In the entries below, find every line with "woman" and copy it.
-- Opening Marker --
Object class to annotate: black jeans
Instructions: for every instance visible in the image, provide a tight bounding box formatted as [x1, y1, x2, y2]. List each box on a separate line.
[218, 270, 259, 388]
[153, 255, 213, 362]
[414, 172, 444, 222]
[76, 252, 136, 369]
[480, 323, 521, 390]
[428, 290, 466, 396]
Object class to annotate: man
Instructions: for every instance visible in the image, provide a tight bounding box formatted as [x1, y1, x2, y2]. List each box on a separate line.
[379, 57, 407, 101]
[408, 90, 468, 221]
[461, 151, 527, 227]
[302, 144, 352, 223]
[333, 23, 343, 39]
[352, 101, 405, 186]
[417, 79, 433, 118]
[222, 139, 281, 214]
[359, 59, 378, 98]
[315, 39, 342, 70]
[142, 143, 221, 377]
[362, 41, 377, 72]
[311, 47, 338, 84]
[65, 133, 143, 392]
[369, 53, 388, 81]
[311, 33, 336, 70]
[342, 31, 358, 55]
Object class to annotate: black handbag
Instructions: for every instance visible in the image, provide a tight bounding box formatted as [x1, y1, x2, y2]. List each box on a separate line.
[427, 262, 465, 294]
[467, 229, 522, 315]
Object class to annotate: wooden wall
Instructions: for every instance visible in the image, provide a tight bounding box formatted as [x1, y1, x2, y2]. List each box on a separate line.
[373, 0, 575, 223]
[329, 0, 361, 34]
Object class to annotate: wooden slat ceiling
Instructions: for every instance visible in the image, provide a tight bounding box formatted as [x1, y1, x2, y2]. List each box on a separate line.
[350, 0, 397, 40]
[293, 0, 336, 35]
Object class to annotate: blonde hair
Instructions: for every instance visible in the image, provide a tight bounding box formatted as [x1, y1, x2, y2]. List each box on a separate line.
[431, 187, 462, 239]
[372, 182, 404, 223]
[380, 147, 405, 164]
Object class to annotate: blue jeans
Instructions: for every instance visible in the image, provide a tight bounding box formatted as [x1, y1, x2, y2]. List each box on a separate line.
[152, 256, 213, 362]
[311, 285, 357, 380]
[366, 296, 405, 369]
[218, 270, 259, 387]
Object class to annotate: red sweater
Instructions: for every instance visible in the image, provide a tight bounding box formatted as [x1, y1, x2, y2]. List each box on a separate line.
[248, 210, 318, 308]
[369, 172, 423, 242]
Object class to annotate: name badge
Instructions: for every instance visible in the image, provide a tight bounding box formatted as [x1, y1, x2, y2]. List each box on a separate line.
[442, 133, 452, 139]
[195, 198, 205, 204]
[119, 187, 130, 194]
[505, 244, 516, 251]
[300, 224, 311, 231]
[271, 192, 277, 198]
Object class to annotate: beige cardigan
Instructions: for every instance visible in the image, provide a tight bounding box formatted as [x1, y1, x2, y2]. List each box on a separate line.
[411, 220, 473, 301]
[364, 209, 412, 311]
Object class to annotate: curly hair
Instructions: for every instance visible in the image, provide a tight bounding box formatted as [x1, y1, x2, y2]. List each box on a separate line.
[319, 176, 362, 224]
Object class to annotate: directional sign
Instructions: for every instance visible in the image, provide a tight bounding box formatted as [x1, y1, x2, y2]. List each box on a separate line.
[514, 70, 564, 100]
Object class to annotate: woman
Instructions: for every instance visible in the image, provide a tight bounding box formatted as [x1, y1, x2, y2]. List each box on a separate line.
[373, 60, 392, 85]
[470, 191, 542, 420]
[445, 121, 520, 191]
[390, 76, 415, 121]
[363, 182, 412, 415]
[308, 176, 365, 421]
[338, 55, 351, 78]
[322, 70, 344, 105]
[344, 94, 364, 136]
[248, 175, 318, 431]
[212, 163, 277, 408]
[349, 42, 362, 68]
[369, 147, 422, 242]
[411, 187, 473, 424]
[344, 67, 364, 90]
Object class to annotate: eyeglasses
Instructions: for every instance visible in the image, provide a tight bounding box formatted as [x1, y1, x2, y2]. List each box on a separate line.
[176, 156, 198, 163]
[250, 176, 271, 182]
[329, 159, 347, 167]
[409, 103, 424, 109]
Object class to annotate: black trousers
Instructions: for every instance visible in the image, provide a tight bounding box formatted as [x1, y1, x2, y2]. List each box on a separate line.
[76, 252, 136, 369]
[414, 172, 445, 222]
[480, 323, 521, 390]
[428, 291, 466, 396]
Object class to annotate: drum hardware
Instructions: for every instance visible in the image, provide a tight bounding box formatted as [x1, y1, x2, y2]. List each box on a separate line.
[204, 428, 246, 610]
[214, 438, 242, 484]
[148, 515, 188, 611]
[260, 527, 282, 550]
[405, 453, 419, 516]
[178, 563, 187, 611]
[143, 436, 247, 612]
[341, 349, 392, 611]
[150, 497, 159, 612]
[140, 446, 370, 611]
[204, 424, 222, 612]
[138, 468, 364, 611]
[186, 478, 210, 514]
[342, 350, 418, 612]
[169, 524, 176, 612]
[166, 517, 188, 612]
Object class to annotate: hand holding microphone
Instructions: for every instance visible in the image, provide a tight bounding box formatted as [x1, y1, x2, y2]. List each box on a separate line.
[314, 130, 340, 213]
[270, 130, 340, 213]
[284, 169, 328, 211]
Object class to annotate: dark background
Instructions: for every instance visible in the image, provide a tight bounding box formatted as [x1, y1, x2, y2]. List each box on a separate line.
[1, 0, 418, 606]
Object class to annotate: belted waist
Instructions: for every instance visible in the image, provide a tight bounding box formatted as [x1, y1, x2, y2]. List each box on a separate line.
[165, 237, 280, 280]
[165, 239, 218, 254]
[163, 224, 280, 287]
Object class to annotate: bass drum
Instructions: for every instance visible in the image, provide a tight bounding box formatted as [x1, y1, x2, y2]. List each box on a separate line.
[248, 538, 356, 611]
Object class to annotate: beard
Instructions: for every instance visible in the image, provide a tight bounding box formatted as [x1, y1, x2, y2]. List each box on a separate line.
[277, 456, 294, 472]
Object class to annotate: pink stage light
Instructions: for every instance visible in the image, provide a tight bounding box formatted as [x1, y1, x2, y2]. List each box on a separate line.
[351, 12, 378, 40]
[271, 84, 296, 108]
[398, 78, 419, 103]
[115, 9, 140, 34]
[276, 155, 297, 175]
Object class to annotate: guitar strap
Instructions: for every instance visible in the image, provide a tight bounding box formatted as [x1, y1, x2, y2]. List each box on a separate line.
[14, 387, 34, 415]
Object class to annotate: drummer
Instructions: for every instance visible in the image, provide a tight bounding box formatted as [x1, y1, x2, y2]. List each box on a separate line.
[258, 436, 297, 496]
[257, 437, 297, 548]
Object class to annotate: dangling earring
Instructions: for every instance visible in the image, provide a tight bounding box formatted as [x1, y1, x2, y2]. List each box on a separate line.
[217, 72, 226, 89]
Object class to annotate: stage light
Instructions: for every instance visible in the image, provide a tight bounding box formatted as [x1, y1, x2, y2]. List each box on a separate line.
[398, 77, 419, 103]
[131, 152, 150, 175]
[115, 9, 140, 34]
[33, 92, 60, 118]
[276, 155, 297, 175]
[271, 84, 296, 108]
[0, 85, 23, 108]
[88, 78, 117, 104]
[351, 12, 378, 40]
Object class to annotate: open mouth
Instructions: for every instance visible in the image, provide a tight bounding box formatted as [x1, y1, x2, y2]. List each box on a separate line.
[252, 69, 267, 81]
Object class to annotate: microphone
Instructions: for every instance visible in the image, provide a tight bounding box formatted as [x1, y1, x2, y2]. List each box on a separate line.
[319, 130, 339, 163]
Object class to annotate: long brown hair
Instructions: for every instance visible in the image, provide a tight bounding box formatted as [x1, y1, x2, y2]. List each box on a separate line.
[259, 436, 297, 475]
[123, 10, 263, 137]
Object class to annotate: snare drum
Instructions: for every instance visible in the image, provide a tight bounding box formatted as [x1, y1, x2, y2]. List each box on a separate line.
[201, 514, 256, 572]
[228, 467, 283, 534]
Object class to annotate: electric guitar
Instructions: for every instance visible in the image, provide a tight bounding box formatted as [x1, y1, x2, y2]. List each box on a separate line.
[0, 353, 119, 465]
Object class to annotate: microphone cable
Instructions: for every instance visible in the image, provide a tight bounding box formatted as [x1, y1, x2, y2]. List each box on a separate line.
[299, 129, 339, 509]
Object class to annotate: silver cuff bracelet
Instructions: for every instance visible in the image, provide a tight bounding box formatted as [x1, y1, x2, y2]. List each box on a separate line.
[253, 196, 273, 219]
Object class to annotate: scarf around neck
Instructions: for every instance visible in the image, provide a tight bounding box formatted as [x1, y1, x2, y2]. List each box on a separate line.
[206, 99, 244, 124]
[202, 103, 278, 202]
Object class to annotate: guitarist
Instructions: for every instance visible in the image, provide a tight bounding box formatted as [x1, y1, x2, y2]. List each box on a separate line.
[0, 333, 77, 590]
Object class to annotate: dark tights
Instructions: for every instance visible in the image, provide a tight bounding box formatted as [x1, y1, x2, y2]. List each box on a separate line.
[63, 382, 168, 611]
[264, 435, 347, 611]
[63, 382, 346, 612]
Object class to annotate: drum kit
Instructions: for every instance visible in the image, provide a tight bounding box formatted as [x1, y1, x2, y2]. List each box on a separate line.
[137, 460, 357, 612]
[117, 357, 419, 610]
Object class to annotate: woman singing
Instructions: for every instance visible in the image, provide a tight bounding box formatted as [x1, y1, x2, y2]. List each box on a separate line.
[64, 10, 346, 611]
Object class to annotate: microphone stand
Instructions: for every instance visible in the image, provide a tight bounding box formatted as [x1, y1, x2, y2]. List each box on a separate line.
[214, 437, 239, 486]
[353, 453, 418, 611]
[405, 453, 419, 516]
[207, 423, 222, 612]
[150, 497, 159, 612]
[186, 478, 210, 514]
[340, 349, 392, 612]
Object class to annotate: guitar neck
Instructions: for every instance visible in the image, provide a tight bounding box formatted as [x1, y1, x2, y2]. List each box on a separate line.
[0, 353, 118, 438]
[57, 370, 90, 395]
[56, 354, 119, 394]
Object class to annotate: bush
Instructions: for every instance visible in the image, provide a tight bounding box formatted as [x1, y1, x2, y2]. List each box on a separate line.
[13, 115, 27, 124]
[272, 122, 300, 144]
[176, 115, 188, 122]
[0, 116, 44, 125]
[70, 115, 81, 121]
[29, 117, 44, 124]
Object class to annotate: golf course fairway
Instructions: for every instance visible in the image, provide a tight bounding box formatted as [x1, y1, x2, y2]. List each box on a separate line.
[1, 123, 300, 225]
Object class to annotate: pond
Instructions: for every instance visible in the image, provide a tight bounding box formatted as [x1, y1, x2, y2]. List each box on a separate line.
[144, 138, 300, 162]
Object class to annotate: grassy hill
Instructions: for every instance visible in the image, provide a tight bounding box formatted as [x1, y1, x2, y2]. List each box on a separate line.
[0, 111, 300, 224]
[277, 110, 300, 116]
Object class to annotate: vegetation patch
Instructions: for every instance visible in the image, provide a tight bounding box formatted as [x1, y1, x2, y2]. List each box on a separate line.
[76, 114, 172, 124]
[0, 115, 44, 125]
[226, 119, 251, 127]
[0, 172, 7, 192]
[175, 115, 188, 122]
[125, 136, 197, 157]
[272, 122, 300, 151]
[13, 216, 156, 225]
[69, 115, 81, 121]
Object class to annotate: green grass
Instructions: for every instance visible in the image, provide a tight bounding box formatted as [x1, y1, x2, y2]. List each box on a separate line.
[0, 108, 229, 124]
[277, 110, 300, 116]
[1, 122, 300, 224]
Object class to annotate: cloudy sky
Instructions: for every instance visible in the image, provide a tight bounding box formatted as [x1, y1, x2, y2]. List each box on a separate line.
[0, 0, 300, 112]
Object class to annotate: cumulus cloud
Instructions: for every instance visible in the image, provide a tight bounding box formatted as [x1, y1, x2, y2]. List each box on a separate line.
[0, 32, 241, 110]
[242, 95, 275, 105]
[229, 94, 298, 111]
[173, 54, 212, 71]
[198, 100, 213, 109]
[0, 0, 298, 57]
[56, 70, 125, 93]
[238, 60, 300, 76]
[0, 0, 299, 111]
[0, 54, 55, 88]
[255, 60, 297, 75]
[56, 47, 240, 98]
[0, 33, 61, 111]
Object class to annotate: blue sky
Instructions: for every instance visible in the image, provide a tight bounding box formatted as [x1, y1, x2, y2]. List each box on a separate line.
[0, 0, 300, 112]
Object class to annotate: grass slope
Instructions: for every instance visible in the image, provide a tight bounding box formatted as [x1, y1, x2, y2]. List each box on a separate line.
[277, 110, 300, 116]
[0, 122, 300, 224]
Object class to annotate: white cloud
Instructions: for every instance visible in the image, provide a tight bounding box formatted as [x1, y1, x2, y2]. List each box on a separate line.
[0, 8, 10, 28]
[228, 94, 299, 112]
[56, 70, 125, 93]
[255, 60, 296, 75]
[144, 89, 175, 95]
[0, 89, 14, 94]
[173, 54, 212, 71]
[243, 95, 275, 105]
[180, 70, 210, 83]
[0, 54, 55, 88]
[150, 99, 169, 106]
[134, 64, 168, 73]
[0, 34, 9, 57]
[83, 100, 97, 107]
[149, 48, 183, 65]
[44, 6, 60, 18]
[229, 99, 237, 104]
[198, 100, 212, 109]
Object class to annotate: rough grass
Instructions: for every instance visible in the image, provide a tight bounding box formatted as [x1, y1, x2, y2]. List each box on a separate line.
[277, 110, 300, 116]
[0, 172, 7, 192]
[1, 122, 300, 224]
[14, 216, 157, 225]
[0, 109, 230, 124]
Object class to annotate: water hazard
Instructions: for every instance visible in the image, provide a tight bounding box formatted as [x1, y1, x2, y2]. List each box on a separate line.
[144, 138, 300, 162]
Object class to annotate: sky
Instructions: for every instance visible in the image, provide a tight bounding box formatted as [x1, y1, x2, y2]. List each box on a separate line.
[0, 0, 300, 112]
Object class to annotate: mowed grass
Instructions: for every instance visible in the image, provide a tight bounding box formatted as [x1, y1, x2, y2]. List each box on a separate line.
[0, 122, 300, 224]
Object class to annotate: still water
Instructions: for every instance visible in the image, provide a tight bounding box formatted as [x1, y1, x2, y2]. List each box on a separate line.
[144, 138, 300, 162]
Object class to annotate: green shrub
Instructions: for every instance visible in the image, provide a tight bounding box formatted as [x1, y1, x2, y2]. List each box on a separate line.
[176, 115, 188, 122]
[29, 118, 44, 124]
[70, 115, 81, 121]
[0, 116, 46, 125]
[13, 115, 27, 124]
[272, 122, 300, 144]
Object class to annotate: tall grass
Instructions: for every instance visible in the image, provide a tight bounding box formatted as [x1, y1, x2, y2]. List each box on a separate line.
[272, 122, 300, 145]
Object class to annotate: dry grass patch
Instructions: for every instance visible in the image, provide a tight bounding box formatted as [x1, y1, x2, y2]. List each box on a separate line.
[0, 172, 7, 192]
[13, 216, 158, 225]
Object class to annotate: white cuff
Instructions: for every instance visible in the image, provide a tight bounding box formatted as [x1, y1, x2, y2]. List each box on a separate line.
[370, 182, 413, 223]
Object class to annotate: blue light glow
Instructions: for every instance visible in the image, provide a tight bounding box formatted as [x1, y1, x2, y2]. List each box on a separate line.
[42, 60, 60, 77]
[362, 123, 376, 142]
-- Closing Marker --
#### [Exercise answer]
Object class to annotate: woman
Object class to annotate: woman singing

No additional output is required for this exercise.